**The problem**. Condense the source passage's paragraph that begins "The practice of" into a short bulleted list that keeps its main facts.

**Source passage**.

☆ ☆ ☆ ☆ ☆ ☆ ☆

Sister Mooney (see Figure 12, below) wrote: "We have rarely had such a good and cooperative group. Everyone seemed to take to the training like ducks to water. They have had training as far as Class I ... If they come back to us we could do Class II, Ill and IV and then a little later on the senior school level. We would be very happy to have them back as they were so eager to learn and so ready to take in whatever we could give them."
Dalits, Dr Ambedkar and Karunadeepa.
The practice of “untouchability” has existed in India for millennia. So called untouchables face systemic discrimination, especially by the main four higher castes, including the Brahmins (the priestly class). In 1935, untouchables were placed on a list (or schedule) of castes. But, increasingly, this group prefer the name "Dalit" (sometimes translated as "broken"). Of at least 100 million Dalits in India, between 10 and 30 million have converted to Buddhism. Dr BR Ambedkar is the most famous Dalit ever born, to date. In October 1956, after an illustrious career, including as the first Minister of Law and Justice and as chair of the committee which drafted the Indian constitution, Dr Ambedkar spoke to an audience in Nagpur, of several hundred thousand Dalits, who converted to Buddhism, as a result.
In the early 1990s I wrote to Sangharakshita (whose book I had bought in Darjeeling in 1985, see figure 4); in return he sent me two books: the second volume of his autobiography (“Facing Mt Kanchenchunga") and his book about Dr Ambedkar, called “Ambedkar and Buddhism” (available free on line here) (see figure 13.) Sangharaskshita (see figure 14), then a young Buddhist monk, met Dr Ambedkar three times in the 1950s. One of these meeting helped lead Dr Ambedkar to take the Three Refuges and Five Precepts, from U Chandramani of Kusinara, the most senior Buddhist monk in India.

☆ ☆ ☆ ☆ ☆ ☆ ☆

**Stored data**.
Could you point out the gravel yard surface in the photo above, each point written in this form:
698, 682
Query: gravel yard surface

☆ ☆ ☆ ☆ ☆ ☆ ☆

**Exercise answer**.
- "Untouchability" has been practiced in India for millennia. Untouchables face systemic discrimination, especially from the four higher castes, including the priestly Brahmins.
- In 1935, untouchables were placed on a list, or schedule, of castes. Increasingly, the group prefers the name "Dalit."
- Of at least 100 million Dalits in India, between 10 and 30 million have converted to Buddhism.
- Dr BR Ambedkar is the most famous Dalit to date. He was India's first Minister of Law and Justice and chaired the committee that drafted the constitution.
- In October 1956, he spoke in Nagpur to several hundred thousand Dalits, who converted to Buddhism as a result.